[Written problem]: Reproduce each of the following records verbatim, leaving every line unchanged.

>>

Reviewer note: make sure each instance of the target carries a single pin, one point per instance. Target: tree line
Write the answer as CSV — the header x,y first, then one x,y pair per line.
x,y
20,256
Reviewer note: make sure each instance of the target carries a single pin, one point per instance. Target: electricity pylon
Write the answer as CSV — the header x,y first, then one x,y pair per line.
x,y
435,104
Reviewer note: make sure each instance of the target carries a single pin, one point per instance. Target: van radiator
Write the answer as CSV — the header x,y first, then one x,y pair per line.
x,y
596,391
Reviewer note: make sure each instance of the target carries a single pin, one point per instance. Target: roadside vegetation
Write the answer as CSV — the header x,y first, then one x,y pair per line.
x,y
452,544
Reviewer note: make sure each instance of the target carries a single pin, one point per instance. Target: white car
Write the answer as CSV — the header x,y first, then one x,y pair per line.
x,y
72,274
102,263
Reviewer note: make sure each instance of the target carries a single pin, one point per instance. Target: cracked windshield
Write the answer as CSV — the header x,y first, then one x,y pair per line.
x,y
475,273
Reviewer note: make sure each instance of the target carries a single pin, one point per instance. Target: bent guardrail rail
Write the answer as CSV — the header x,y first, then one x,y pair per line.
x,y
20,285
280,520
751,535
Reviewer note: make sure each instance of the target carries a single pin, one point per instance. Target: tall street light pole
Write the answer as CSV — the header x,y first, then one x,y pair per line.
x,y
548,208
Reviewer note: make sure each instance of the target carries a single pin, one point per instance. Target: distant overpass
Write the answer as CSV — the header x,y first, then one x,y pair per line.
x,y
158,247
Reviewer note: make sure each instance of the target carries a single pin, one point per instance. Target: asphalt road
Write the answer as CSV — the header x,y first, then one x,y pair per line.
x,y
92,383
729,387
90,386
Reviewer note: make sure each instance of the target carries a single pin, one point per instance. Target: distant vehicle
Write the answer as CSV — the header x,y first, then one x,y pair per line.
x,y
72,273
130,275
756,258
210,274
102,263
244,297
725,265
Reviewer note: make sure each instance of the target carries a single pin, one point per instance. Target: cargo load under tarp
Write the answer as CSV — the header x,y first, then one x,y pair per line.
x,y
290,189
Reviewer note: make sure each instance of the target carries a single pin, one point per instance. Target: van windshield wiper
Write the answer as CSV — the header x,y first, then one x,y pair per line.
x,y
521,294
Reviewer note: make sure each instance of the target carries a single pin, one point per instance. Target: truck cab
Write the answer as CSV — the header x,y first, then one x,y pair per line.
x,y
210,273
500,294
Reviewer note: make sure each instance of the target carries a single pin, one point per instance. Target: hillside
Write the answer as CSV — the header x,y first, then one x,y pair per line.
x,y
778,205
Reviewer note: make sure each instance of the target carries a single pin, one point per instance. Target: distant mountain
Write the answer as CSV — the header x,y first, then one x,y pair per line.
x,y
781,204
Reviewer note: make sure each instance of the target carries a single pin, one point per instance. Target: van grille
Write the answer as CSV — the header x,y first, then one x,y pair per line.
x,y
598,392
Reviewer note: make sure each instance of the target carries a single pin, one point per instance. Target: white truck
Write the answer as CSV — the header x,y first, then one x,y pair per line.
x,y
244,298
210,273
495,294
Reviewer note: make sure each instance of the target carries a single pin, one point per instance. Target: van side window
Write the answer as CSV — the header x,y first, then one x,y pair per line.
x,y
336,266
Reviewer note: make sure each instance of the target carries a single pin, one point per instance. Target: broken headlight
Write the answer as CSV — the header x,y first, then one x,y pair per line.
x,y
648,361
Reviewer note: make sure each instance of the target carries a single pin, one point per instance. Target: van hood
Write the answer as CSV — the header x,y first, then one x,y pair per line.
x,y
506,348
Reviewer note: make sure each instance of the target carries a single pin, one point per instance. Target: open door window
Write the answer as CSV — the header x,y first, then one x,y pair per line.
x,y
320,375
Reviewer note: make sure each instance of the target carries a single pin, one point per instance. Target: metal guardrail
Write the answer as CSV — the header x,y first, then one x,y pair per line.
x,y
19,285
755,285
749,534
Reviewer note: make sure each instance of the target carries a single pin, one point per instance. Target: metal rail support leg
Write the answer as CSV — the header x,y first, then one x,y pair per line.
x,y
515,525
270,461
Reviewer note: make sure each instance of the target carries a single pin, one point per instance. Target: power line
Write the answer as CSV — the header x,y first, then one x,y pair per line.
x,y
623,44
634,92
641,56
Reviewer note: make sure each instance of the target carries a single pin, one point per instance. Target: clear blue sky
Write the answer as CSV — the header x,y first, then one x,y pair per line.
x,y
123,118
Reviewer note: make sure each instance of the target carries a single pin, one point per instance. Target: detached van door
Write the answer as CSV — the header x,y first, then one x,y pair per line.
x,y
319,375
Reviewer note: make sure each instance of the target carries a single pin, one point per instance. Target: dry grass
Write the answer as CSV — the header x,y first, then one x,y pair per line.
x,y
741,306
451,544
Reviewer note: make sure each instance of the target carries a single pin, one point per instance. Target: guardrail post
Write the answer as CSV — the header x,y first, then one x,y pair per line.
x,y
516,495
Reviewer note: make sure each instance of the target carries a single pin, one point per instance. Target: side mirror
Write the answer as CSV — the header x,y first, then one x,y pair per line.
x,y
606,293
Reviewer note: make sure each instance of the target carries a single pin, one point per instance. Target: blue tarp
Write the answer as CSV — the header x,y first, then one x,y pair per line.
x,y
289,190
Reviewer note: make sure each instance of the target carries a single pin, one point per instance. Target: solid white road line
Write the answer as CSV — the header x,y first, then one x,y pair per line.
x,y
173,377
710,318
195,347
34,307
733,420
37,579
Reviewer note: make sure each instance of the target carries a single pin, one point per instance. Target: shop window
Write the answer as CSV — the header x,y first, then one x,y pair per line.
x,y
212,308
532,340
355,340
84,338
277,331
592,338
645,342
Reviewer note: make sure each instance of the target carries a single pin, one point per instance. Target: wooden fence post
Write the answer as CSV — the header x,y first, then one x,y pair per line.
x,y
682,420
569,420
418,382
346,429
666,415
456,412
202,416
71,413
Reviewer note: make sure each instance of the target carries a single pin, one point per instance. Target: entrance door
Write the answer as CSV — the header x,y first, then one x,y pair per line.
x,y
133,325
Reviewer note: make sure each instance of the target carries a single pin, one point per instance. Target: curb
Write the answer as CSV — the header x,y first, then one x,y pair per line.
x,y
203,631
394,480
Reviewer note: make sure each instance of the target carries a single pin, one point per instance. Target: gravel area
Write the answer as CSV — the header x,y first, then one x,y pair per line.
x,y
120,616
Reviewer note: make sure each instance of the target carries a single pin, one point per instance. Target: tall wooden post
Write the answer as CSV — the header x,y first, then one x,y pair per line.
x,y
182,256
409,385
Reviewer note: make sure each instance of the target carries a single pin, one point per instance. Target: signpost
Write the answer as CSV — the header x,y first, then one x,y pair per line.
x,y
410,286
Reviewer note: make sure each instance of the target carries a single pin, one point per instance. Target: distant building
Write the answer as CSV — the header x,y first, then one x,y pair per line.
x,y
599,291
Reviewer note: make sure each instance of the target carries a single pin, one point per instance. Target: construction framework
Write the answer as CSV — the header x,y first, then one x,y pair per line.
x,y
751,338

<<

[Exercise response]:
Reviewer note: make sure each instance of the target carries a single pin, one point per instance. Target: tree line
Write the answer as CSV — the header x,y first, then one x,y pair per line.
x,y
20,256
Reviewer note: make sure each instance of the target carries a single pin, one point per instance. Target: electricity pylon
Write the answer as CSV — the header x,y first, then one x,y pair per line.
x,y
435,104
Reviewer note: make sure each instance of the target carries a single pin, one point per instance. Target: van radiator
Write the answer as CSV — the header x,y first, then one x,y pair per line.
x,y
596,391
Reviewer note: make sure each instance of the target carries a single pin, one point per instance. Target: roadside vegetation
Write the answer as CSV — the header x,y first, then one x,y pair per line.
x,y
452,544
Reviewer note: make sure each instance of the target carries a single pin, one point per instance. Target: white car
Write the answer as CSV — the header x,y first, then one x,y pair per line.
x,y
72,274
102,263
Reviewer note: make sure each instance of the target carries a single pin, one point per instance. Target: cracked windshield
Write the answer as CSV — the header x,y first, then one x,y pair per line.
x,y
475,273
Reviewer note: make sure each instance of the target carries a single pin, one point per instance. Target: bent guardrail rail
Write the answer as CSV — the header x,y first, then one x,y pair per line.
x,y
20,285
280,520
751,535
Reviewer note: make sure each instance of the target carries a single pin, one point per instance. Target: tall street light pole
Write the answer as CSV — the header x,y first, then one x,y pair per line.
x,y
548,208
Reviewer note: make sure each instance of the target carries a single pin, one point per instance. Target: distant overpass
Write the answer as CSV — the header x,y first, then one x,y pair per line.
x,y
158,247
Reviewer note: make sure each instance of the target carries a single pin, one point per instance. Target: asphalt road
Write the answer as CSV — the header x,y first, then one x,y pair per line.
x,y
92,383
729,387
90,386
Reviewer note: make sure each instance of the target carries a single pin, one point per instance. Target: distant vehicle
Write the answer as CSV — the header x,y first, then one x,y pair per line.
x,y
72,273
130,275
756,258
210,274
102,263
244,297
725,265
Reviewer note: make sure each instance of the target carries a single pin, one point per instance. Target: cargo load under tarp
Write the answer as CSV — the header x,y first, then one x,y pair per line.
x,y
290,189
Reviewer note: make sure each instance of the target carries a single pin, one point per instance. Target: van windshield wiper
Write the answer as CSV — the header x,y first, then one x,y pair per line.
x,y
521,294
Reviewer note: make sure each instance of the target carries a single pin, one point per instance. Target: truck cab
Write the answer as CSV — the header x,y first, then one x,y pair per line.
x,y
210,273
500,294
Reviewer note: make sure each instance of the target carries a single pin, one point per instance. Target: hillside
Write the answer as CSV — the header x,y first, then one x,y pair per line.
x,y
778,205
Reviewer note: make sure each instance of the target carries a single pin, one point per instance. Target: distant mountain
Write the answer as CSV — the header x,y first, then one x,y pair per line.
x,y
781,204
Reviewer note: make sure each instance of the target carries a single pin, one point per instance. Target: van grille
Write the answer as CSV — the header x,y first, then one x,y pair per line.
x,y
598,392
Reviewer note: make sure each instance of the target carries a single pin, one point per instance. Target: white truck
Write the answer as CSV — the header x,y first, then one x,y pair per line.
x,y
244,298
210,273
495,294
Reviewer note: make sure each instance of the target carries a single pin, one point per instance. Target: van side window
Write the answer as CSV — the header x,y first, then one x,y pair per line.
x,y
336,266
Reviewer note: make sure each instance of the target carries a single pin, one point per instance. Target: broken headlight
Write the answer as CSV — the header x,y first, then one x,y pair per line.
x,y
648,361
Reviewer note: make sure each instance of the target carries a single pin, one point per instance. Target: van hood
Write the answer as CSV — the header x,y first, then one x,y pair per line.
x,y
506,348
Reviewer note: make sure each instance of the target carries a single pin, one point per instance. Target: open door window
Write the answer as CSV — the header x,y first, then one x,y pair per line.
x,y
320,375
Reviewer note: make sure each instance of the target carries a single pin, one point per instance. Target: metal guardrail
Write the answer as CSV — the header x,y first, then one x,y pair per line.
x,y
19,285
755,285
749,534
Reviewer note: make sure each instance of the target carries a single pin, one point per instance. Target: metal rail support leg
Write the answer as CSV — the header x,y first, then one x,y pair per line.
x,y
515,525
270,461
Reviewer note: make sure each instance of the target carries a single pin, one point per instance. Target: power line
Write the answer as CSV — the header x,y first, then one x,y pair per line.
x,y
623,44
634,92
641,56
Reviewer note: make sure each instance of the target carries a single pin, one point per instance. Target: clear blue sky
Write the answer as CSV — the header x,y first, then one x,y pair per line.
x,y
123,118
Reviewer note: make sure each instance of the target carries a single pin, one point per instance. Target: detached van door
Write the answer as CSV — the header x,y first, then one x,y pair per line.
x,y
319,375
Reviewer note: make sure each instance of the target carries a single pin, one point per instance. Target: dry grass
Write the answer as CSV — the header x,y first, then one x,y pair per line.
x,y
741,306
451,544
Reviewer note: make sure each instance of the target carries a single pin, one point per instance. Target: guardrail post
Write the answer as CSV — the header x,y first, then one x,y pair per line.
x,y
516,495
Reviewer note: make sure each instance of the target carries a single pin, one point per instance. Target: side mirror
Write the answer as CSV — the header x,y first, then one x,y pair per line.
x,y
606,293
Reviewer note: make sure each instance of the target carries a single pin, one point per instance. Target: blue tarp
Write the answer as CSV — the header x,y first, then one x,y pair per line.
x,y
289,190
Reviewer note: make sure each instance of the target carries a single pin, one point per instance. Target: solid white road line
Write the answer as CSV — the header x,y first, then one x,y pair per line.
x,y
173,377
710,318
195,347
34,307
733,420
37,579
Reviewer note: make sure each instance of the target carries a single pin, one point per instance. Target: shop window
Write the answer as CSV — the header x,y first, then one x,y pair per line.
x,y
212,308
532,340
355,340
84,338
277,331
592,338
645,342
Reviewer note: make sure each instance of the target carries a single pin, one point per instance. Target: wooden fence post
Write the answer as CSV — the header x,y first, then one x,y pair per line.
x,y
682,420
569,420
418,382
346,429
666,415
456,412
202,416
71,413
Reviewer note: make sure each instance of the target carries a single pin, one point per instance. Target: entrance door
Write the answer as CSV — the header x,y first, then one x,y pair per line.
x,y
133,325
Reviewer note: make sure each instance of the target carries a single pin, one point per instance. Target: curb
Write the answer as CSV — the header x,y first, then one x,y pair per line.
x,y
203,631
394,480
Reviewer note: make sure each instance of the target carries a single pin, one point per instance. Target: gravel area
Write the answer as CSV — the header x,y first, then one x,y pair per line.
x,y
120,616
Reviewer note: make sure each instance of the target carries a single pin, one point per instance. Target: tall wooden post
Write the answer as CSV — the header x,y first, then one x,y pair per line.
x,y
182,256
409,385
Reviewer note: make sure each instance of the target carries a single pin, one point per instance. Target: signpost
Write the answer as CSV — the header x,y first, then one x,y pair per line.
x,y
410,286
Reviewer note: make sure each instance of the target carries a single pin, one point per instance. Target: distant building
Write the answer as CSV — the header x,y first, then one x,y pair per line.
x,y
599,291
Reviewer note: make sure each instance of the target carries a single pin, one point per instance. Target: construction framework
Write the answer as CSV — the header x,y first, then one x,y pair per line.
x,y
751,338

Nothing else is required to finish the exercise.